▸ DATA FOR THIS TASK
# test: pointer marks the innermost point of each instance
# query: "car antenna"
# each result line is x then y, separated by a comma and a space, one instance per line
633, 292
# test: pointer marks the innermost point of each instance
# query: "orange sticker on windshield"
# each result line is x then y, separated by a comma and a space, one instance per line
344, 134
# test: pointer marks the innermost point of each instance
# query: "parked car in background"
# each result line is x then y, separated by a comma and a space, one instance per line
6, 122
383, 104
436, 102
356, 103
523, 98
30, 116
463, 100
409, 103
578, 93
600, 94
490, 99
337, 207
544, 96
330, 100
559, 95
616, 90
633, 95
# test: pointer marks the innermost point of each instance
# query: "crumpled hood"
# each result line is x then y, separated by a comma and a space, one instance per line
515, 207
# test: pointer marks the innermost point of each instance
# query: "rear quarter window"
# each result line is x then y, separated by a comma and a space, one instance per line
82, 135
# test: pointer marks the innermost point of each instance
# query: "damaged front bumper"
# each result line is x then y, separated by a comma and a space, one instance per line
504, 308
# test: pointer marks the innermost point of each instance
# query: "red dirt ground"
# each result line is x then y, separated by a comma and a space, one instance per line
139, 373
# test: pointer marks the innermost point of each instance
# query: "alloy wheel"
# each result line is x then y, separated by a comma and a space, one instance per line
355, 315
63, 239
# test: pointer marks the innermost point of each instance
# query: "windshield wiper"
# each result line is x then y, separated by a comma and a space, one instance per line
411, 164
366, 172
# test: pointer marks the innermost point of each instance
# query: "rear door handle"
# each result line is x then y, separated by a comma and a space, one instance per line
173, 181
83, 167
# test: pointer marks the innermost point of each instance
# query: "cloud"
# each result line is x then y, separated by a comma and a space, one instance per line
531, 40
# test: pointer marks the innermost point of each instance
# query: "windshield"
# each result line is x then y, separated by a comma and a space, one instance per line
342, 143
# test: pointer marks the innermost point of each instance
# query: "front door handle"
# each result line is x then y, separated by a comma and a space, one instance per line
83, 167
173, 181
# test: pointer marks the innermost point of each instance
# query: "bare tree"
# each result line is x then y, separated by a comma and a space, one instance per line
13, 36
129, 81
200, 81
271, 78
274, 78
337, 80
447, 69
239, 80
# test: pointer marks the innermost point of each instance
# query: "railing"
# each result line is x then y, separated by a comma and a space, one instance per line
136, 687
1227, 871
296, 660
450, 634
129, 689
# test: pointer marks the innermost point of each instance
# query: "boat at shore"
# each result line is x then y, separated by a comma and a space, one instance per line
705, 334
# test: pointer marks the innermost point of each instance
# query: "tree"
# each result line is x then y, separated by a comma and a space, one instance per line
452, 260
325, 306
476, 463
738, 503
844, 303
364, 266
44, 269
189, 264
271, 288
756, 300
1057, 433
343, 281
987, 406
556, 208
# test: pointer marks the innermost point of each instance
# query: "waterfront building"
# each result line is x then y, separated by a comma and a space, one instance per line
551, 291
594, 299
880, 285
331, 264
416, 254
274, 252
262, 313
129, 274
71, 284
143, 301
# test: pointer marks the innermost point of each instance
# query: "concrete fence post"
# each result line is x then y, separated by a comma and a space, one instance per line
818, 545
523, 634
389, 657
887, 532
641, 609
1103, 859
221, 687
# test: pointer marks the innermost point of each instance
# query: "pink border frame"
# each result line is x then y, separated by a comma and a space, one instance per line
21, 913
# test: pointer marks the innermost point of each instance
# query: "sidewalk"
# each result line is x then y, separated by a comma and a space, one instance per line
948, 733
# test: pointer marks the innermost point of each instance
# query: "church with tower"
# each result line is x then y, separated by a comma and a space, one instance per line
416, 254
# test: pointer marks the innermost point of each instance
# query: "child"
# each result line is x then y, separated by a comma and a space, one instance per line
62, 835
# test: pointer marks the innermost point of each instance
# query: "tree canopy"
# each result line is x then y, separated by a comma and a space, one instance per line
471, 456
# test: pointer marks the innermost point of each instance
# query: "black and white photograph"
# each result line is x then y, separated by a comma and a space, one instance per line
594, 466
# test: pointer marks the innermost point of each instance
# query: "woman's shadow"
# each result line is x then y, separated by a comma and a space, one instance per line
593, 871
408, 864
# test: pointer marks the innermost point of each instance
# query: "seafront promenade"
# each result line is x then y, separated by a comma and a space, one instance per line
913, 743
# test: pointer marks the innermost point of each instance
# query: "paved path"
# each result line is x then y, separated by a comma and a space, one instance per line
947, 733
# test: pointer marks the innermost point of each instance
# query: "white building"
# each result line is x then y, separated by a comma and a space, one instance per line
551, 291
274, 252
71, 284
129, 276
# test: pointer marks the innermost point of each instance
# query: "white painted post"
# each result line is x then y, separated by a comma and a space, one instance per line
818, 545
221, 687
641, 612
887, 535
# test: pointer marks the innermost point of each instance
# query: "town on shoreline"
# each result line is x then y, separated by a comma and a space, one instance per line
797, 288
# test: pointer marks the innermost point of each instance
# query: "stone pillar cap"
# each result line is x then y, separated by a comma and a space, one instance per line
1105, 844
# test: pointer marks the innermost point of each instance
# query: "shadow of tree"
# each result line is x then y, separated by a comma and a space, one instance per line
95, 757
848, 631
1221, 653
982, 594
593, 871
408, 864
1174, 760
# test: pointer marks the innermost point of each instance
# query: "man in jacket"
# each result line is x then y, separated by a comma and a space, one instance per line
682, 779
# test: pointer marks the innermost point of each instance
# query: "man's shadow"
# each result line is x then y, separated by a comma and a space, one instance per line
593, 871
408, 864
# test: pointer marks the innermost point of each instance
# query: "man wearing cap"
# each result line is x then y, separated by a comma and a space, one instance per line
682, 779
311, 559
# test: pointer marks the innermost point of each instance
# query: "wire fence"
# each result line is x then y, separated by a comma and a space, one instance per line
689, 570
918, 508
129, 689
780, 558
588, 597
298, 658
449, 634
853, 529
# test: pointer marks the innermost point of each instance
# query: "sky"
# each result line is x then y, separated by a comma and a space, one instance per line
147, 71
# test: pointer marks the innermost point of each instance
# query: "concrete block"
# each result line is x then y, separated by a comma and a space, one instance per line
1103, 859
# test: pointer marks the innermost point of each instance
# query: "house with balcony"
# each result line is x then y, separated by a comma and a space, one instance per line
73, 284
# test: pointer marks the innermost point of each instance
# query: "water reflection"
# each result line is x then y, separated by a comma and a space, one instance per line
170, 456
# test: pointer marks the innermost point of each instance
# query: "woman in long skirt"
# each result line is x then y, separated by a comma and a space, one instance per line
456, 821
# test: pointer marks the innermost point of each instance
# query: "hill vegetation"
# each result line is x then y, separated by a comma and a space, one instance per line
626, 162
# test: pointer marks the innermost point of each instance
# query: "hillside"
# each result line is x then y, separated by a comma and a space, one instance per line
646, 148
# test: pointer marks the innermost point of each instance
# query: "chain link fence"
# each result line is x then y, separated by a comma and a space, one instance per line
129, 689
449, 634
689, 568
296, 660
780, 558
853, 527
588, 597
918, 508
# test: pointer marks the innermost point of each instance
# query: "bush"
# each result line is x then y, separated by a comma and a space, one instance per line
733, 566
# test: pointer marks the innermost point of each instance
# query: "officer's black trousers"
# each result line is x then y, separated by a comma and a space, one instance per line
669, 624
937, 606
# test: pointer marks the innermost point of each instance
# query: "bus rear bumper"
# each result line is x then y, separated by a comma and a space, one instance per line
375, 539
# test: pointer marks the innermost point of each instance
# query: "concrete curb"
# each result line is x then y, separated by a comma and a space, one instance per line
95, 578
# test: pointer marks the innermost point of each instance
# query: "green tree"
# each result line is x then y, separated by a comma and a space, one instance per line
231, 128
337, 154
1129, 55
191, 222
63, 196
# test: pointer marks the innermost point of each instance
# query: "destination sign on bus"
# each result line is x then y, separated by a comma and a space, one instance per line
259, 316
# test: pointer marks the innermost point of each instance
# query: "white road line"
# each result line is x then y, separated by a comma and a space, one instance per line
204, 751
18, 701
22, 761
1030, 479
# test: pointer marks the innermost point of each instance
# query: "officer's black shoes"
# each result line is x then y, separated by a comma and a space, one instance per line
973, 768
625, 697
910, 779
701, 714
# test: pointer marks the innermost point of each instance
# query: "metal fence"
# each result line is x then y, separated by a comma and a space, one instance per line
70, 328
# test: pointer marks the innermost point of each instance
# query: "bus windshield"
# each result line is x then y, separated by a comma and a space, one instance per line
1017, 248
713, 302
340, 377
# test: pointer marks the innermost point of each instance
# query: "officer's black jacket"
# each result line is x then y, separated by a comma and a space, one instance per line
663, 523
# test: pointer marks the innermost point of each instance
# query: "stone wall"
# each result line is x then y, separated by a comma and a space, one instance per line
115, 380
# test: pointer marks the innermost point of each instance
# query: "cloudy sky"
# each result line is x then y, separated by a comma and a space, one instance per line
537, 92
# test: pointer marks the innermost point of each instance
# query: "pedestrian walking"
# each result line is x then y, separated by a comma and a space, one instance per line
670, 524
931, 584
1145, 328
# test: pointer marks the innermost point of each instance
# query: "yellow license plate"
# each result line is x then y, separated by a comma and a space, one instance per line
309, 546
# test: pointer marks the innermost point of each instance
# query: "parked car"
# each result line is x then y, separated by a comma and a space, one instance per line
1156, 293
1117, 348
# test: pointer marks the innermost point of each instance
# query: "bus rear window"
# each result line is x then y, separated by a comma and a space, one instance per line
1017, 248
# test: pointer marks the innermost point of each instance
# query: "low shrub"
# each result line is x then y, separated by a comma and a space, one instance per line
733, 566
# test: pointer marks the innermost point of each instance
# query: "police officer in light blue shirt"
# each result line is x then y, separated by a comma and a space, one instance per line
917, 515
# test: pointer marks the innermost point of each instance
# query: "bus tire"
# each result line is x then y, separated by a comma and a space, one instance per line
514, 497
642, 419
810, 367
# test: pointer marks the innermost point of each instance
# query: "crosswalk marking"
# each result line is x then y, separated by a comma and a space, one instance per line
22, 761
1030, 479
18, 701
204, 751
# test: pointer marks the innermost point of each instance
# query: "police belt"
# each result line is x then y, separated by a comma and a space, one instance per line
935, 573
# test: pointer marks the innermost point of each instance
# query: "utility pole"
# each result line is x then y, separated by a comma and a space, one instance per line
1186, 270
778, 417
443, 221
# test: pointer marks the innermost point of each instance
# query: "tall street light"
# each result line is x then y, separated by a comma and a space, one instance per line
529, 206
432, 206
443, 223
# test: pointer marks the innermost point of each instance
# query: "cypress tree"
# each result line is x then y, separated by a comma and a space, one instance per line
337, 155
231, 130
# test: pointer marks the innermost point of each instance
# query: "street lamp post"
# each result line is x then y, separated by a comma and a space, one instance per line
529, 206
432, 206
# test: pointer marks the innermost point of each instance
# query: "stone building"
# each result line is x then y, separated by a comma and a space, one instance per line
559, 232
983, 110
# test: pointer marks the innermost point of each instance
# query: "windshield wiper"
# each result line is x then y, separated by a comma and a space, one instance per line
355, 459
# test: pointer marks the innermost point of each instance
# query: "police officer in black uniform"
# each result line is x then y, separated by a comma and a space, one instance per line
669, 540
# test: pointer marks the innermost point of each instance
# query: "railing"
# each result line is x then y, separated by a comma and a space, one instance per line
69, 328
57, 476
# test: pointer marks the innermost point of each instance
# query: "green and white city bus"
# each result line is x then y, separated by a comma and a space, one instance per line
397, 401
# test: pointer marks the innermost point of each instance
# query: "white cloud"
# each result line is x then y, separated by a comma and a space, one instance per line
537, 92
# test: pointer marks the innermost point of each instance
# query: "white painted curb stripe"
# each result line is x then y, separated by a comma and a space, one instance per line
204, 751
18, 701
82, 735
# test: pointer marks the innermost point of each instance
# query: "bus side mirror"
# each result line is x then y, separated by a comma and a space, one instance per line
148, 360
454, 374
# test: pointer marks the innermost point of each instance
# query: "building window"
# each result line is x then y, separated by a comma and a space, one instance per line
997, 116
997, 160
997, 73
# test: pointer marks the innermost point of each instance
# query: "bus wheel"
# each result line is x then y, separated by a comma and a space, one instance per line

▸ PROBLEM DESCRIPTION
Report how many lines in the material contain the string "window", treating uppercase and lowercase as different. Give only the number.

▸ EXPECTED ANSWER
3